◆ Goal of the exercise ◆
Start with the first line of the records below. Output each line exactly, ending with the one that contains "pick out the ocean, placing".

━━━━━ Listed records

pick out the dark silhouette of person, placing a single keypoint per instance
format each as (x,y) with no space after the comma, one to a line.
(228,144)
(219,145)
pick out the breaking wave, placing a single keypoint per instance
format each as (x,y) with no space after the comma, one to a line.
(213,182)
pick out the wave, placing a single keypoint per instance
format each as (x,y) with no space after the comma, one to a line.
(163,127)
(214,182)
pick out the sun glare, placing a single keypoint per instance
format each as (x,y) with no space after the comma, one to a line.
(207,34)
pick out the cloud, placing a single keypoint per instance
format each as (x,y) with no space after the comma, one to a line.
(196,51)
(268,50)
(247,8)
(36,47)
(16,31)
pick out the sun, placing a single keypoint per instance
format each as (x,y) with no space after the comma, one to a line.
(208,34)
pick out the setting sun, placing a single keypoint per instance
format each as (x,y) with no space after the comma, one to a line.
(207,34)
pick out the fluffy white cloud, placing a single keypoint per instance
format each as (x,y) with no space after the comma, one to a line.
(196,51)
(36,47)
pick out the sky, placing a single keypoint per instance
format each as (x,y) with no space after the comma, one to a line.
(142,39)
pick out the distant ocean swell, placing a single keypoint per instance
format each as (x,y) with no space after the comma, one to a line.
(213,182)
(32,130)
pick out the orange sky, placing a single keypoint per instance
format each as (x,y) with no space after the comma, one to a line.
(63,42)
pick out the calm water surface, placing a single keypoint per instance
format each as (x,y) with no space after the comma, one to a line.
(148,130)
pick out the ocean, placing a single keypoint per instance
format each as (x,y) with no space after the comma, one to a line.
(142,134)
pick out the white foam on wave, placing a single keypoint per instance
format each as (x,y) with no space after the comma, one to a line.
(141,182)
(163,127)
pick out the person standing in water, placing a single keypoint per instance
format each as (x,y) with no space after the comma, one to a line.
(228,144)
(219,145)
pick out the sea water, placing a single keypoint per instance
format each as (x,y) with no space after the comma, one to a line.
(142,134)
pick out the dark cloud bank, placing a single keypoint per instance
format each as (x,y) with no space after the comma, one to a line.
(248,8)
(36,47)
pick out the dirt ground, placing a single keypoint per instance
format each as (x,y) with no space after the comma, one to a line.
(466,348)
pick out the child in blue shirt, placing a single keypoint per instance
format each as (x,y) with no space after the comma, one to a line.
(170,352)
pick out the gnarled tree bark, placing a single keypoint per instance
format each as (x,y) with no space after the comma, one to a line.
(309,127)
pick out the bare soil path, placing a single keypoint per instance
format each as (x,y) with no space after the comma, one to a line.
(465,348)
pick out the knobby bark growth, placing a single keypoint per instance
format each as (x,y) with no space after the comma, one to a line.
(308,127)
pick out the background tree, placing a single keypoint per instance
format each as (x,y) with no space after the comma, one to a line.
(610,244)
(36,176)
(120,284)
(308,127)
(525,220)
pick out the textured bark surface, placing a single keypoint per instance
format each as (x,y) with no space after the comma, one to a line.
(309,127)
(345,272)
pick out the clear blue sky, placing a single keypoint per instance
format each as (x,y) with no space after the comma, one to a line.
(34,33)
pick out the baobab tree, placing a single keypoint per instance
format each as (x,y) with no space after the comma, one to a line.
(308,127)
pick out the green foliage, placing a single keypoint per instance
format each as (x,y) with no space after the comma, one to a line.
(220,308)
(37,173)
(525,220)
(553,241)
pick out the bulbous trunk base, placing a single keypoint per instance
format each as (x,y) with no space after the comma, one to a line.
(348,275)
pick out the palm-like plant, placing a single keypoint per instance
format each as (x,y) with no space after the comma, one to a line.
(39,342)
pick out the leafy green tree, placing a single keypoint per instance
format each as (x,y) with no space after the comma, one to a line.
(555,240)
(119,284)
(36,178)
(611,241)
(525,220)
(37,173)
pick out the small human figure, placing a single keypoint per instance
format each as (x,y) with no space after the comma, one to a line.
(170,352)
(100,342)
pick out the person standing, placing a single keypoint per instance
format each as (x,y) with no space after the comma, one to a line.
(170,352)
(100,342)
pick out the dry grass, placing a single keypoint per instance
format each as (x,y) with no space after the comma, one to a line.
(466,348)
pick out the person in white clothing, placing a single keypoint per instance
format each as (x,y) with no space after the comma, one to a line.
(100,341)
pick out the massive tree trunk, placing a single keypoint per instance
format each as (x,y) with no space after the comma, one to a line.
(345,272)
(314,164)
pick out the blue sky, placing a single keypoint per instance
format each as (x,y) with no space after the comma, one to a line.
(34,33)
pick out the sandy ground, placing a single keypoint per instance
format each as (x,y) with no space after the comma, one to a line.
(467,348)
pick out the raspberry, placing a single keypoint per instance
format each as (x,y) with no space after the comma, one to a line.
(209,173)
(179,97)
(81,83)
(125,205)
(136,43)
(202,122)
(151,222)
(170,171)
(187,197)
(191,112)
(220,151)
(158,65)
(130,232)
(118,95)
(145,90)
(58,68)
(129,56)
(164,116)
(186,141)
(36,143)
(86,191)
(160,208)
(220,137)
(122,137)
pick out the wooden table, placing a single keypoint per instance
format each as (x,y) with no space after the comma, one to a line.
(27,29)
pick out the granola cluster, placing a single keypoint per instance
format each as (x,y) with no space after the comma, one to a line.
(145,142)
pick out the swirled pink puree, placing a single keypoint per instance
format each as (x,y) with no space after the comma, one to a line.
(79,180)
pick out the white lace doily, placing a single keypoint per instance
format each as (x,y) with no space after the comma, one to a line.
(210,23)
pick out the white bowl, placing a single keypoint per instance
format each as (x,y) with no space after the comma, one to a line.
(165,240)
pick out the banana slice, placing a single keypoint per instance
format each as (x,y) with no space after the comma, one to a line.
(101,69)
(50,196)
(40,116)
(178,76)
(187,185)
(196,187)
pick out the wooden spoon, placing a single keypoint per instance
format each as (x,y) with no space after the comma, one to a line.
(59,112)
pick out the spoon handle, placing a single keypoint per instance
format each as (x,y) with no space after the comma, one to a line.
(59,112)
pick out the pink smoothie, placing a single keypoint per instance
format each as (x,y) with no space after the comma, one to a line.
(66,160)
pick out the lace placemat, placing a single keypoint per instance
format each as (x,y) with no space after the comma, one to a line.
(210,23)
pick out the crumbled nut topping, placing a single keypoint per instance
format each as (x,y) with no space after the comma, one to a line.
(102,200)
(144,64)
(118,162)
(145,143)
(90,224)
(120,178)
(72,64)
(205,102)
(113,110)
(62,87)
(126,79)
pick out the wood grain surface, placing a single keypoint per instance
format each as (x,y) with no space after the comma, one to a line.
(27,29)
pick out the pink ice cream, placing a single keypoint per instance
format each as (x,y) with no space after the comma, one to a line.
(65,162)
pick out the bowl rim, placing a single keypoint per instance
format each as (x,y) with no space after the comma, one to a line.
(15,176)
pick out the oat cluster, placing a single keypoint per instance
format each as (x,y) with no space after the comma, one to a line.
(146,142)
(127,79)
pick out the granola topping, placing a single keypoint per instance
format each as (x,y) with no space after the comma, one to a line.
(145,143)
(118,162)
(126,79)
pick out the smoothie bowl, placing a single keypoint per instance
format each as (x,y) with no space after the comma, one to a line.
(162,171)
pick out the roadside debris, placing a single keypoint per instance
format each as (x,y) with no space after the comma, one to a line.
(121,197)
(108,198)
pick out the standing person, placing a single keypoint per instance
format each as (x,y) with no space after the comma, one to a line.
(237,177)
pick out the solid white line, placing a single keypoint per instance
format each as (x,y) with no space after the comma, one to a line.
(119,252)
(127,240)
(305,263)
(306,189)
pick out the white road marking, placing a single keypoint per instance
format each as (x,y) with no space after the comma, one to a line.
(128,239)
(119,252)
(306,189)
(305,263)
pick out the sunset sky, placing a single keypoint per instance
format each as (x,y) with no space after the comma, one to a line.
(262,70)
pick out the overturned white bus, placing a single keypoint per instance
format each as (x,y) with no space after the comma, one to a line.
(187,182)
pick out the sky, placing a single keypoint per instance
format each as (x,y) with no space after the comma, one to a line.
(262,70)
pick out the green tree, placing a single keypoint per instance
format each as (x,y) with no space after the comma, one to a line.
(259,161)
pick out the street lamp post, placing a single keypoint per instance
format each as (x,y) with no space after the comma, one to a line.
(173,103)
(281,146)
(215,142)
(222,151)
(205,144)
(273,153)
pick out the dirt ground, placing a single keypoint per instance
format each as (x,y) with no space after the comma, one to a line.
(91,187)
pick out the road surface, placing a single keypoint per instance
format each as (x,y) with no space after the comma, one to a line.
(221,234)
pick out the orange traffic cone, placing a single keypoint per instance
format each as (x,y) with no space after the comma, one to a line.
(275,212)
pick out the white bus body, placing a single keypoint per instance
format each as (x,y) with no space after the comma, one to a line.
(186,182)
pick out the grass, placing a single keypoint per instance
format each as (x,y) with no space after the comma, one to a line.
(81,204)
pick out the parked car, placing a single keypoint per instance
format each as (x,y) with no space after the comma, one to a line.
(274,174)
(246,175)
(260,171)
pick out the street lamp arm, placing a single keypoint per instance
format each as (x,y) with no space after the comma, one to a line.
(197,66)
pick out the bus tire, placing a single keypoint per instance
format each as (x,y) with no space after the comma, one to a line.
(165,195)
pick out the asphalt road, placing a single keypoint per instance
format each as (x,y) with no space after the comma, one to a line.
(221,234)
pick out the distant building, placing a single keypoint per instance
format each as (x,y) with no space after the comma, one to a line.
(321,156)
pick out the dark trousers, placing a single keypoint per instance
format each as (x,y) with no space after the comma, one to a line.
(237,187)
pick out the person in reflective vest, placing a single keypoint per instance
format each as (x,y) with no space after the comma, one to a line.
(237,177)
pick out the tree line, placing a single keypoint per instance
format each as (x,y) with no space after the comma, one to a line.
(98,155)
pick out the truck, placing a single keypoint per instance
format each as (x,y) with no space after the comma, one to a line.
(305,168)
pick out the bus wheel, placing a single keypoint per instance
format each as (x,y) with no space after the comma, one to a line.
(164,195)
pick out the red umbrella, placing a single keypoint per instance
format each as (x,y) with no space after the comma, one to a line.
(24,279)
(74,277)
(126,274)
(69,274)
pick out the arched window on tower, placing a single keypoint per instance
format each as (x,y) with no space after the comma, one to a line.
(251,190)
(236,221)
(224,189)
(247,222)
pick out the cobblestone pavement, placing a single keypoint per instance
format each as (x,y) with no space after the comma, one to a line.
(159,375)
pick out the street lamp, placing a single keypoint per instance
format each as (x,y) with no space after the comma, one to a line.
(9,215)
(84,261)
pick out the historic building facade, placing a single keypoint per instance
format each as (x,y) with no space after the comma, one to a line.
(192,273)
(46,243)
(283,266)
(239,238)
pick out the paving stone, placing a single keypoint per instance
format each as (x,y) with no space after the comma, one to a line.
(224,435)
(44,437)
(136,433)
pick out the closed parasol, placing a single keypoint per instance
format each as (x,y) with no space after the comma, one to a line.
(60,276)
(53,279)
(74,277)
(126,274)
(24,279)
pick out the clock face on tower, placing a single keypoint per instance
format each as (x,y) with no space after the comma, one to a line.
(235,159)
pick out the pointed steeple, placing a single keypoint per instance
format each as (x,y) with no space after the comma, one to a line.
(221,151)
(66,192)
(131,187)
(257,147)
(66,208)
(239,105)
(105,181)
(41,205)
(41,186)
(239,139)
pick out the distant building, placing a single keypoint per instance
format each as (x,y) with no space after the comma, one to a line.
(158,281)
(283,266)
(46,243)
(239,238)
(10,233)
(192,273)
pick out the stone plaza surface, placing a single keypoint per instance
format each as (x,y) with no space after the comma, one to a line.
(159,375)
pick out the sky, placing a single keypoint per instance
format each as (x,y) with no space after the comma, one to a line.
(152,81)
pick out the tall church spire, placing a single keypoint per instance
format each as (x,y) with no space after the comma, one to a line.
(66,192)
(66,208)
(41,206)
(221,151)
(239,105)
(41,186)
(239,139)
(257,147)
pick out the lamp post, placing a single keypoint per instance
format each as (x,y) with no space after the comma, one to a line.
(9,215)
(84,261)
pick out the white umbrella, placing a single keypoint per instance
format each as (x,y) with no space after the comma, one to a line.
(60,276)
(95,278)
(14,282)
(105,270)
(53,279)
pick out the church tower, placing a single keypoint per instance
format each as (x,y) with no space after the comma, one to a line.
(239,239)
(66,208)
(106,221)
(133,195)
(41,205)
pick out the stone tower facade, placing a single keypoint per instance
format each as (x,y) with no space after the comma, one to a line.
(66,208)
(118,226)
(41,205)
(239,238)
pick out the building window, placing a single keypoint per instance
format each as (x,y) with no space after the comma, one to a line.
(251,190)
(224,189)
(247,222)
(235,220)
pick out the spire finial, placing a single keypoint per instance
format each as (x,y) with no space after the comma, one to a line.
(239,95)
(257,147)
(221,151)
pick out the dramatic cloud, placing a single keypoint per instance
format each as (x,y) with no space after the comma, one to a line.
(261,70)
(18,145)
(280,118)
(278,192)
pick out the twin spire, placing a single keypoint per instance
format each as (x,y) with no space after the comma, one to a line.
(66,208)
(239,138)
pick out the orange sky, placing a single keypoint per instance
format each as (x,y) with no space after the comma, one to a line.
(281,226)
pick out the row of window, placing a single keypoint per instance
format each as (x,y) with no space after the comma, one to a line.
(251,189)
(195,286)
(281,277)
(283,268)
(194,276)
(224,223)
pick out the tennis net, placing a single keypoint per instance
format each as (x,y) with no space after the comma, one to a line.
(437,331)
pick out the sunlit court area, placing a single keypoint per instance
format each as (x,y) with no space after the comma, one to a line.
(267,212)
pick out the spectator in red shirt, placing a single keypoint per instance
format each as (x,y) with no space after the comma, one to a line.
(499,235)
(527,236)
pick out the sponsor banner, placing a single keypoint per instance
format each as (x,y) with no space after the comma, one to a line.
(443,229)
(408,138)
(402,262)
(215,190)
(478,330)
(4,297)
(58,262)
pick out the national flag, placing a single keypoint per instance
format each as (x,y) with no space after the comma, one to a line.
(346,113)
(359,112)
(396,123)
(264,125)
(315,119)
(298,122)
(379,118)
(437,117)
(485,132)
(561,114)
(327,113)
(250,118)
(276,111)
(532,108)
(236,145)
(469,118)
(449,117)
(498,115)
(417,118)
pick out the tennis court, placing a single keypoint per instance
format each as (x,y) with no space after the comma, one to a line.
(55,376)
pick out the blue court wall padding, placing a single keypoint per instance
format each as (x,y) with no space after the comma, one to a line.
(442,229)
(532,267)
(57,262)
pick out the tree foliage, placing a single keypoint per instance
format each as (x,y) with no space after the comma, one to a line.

━━━━━━━━━━

◆ Result ◆
pick out the dark silhouette of person, placing a single keypoint per instance
format each as (x,y) with no space after the comma, one to a line.
(228,144)
(219,145)
pick out the breaking wave, placing a single keypoint per instance
format each as (x,y) with no space after the comma, one to a line.
(213,182)
pick out the wave, placing a single keypoint per instance
format each as (x,y) with no space after the comma, one to a line.
(163,127)
(214,182)
pick out the sun glare, placing a single keypoint per instance
format each as (x,y) with no space after the comma, one to a line.
(207,34)
pick out the cloud, placing a single keypoint per instance
format each as (x,y) with no space after the comma, one to a line.
(196,51)
(268,50)
(247,8)
(36,47)
(16,31)
pick out the sun, placing a single keypoint per instance
format each as (x,y) with no space after the comma, one to a line.
(208,34)
pick out the setting sun, placing a single keypoint per instance
format each as (x,y) with no space after the comma, one to a line.
(207,34)
pick out the fluffy white cloud, placing a single keypoint per instance
format each as (x,y) with no space after the comma, one to a line.
(196,51)
(36,47)
pick out the sky, placing a single keypoint per instance
format each as (x,y) with no space after the comma, one to a line.
(142,39)
pick out the distant ocean swell, placing a single keypoint per instance
format each as (x,y) with no space after the comma, one to a line.
(213,182)
(32,130)
pick out the orange sky, placing a single keypoint per instance
format each as (x,y) with no space after the comma, one to a line.
(63,42)
pick out the calm water surface, placing a single keypoint per instance
format each as (x,y) with no space after the comma, one to a line.
(148,130)
pick out the ocean, placing a single keypoint per instance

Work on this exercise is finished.